**Document section:**
========

Injected cookies via `document.cookie` in evaluate_script.
**What happened:**
1. `mcp__chrome-devtools__navigate_page` → page title was "403 Forbidden"
2. After cookie injection → still redirected to `/misc/sorry`
**Root cause:** The Chrome DevTools MCP connects to a Playwright browser instance, not the
user's actual Chrome. Even after injecting cookies, the IP was already banned from earlier
requests. Also, HttpOnly cookies (like `dbcl2`) can't be set via `document.cookie`.
### Approach 5: `opencli douban marks`
**What we tried:** `opencli douban marks --uid <user_id> --status all --limit 0 -f csv`
**What happened:** **Partial success** — exported 24 movie records successfully.
**Limitation:** `opencli douban` only implements `marks` (movies). No book/music/game support.
The `opencli generate` and `opencli cascade` commands failed to discover APIs for
`book.douban.com` because Douban books use server-rendered HTML with no discoverable API.

========

**Data segment:**

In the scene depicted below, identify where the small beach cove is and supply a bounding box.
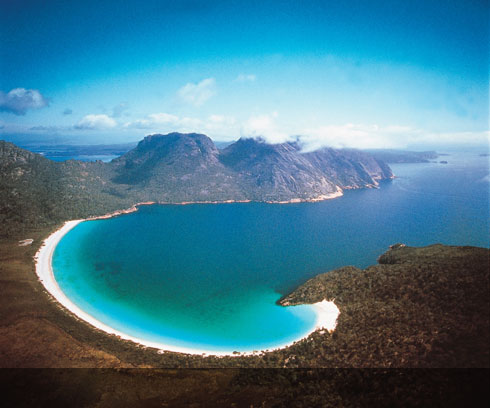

========

**What to produce:** Swap "Playwright" for "Puppeteer" and write out the Douban troubleshooting notes again, starting with "2. After cookie" and going on through "no discoverable API.".

**Task response:**
2. After cookie injection → still redirected to `/misc/sorry`
**Root cause:** The Chrome DevTools MCP connects to a Puppeteer browser instance, not the
user's actual Chrome. Even after injecting cookies, the IP was already banned from earlier
requests. Also, HttpOnly cookies (like `dbcl2`) can't be set via `document.cookie`.
### Approach 5: `opencli douban marks`
**What we tried:** `opencli douban marks --uid <user_id> --status all --limit 0 -f csv`
**What happened:** **Partial success** — exported 24 movie records successfully.
**Limitation:** `opencli douban` only implements `marks` (movies). No book/music/game support.
The `opencli generate` and `opencli cascade` commands failed to discover APIs for
`book.douban.com` because Douban books use server-rendered HTML with no discoverable API.